Required task: Convert the entries below, from the line that contains "Practice: put a marker on each instance of the long" through the last line of the entries, into a Markdown table with the columns Row and Line. Number each line in order and leave out blank lines.

Excerpts from location labeling data:
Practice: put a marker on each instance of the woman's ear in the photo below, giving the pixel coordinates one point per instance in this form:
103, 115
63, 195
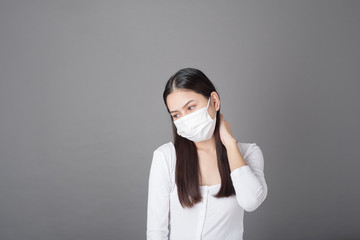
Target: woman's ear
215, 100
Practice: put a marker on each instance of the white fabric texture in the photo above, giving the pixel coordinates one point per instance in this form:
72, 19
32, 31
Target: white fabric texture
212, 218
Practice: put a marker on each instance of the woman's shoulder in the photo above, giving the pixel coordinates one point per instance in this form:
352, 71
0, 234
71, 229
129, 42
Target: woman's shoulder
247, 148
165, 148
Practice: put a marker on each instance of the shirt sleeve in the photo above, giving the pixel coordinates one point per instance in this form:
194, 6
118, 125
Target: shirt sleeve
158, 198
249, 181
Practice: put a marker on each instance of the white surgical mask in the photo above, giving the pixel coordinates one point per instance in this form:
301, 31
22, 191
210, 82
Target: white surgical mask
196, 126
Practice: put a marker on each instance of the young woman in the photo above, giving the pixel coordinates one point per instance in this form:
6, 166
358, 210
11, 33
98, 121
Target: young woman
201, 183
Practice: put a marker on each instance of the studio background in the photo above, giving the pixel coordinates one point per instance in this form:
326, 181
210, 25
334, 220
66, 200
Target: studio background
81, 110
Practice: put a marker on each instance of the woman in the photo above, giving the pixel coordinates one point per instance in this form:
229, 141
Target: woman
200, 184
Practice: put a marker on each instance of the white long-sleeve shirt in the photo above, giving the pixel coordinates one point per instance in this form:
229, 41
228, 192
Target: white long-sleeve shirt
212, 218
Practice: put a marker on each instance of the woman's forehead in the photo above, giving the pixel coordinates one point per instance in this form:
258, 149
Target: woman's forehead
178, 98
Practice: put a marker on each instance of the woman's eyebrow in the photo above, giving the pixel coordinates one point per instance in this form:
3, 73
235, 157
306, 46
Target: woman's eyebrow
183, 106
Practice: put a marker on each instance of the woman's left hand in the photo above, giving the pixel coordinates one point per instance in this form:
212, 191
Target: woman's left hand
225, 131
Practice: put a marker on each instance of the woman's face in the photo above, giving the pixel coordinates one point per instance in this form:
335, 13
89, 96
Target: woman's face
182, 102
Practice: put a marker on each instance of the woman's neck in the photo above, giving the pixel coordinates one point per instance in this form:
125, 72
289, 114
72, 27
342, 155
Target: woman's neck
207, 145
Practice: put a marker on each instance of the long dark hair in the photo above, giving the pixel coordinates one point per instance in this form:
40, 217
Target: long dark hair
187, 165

Answer for the task:
| Row | Line |
|---|---|
| 1 | Practice: put a marker on each instance of the long dark hair in the photo above, giving the pixel coordinates one point per instance in this form: |
| 2 | 40, 217 |
| 3 | Target: long dark hair |
| 4 | 187, 165 |